→ **Task requirements**
Set down exactly the lines from the one containing "of the shiny" through the end of the records below, both included, and nothing else.

→ **Source material**
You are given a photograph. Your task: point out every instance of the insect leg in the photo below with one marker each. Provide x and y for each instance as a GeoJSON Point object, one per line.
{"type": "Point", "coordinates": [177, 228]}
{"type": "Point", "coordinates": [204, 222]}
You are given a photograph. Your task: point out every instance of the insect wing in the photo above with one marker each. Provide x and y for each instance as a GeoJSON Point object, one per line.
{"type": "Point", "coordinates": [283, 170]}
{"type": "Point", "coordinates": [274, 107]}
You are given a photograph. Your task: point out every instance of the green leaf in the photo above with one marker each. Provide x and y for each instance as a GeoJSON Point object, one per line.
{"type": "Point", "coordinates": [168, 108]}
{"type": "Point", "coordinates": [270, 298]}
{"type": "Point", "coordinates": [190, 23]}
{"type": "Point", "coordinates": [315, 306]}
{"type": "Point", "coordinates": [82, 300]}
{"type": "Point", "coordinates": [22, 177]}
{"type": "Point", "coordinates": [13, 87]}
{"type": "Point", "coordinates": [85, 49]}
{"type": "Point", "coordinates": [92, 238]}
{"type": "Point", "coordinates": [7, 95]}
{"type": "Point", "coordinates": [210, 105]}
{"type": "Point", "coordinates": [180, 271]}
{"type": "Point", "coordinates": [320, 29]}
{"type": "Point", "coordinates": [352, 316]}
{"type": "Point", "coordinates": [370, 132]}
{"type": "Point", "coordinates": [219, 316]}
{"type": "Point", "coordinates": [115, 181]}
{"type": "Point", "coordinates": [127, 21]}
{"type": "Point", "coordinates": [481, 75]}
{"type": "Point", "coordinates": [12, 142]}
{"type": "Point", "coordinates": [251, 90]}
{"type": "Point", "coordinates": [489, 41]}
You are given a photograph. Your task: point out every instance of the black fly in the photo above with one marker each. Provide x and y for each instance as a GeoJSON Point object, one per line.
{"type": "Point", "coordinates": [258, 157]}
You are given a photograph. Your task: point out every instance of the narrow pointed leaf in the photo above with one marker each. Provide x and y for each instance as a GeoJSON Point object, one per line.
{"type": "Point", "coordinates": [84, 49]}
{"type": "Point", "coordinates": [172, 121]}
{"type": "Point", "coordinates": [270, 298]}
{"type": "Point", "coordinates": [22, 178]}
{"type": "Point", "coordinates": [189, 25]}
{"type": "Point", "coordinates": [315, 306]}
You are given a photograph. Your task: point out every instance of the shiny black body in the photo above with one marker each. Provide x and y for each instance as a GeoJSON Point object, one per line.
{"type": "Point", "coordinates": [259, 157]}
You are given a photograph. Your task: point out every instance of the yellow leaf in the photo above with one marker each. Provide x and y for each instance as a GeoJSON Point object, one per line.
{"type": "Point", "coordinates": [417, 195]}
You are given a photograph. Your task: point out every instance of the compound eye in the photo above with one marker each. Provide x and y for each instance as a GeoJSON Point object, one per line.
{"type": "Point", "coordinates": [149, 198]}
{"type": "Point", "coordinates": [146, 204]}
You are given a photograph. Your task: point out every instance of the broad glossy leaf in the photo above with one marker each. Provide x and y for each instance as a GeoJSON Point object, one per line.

→ **Task solution**
You are given a photograph. Your task: point out every instance of the shiny black body in the photo above with one marker each. Provide x and y for each instance as a GeoJSON Point object, one per line.
{"type": "Point", "coordinates": [259, 157]}
You are given a photograph. Your task: point out every instance of the yellow leaf in the photo above with one marker each. Provide x and y for each instance as a GeoJSON Point object, one per line.
{"type": "Point", "coordinates": [417, 195]}
You are given a photograph. Your task: point out every instance of the compound eye in the photo above with one marker each. Provide x and y for each instance as a GeoJSON Point object, one per line.
{"type": "Point", "coordinates": [149, 198]}
{"type": "Point", "coordinates": [146, 204]}
You are given a photograph. Your task: point out every instance of the broad glossy leaf in the photo above with one marker each. Provide x and y for each instance as a GeoJSON Point object, one per line.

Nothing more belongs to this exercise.